• [RECORDS TO USE]

══════

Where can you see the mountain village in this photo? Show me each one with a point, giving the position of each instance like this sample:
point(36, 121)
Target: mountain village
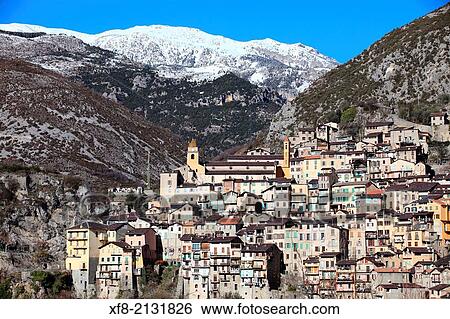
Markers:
point(329, 217)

══════

• [PROBLEM DESCRIPTION] Without the pictures, repeat every record above exactly as written.

• [YOUR SOLUTION]
Where can you see the mountain village in this photo? Show me each one with a point, giving the position of each instance like this sample:
point(36, 121)
Target: mountain village
Markers:
point(329, 217)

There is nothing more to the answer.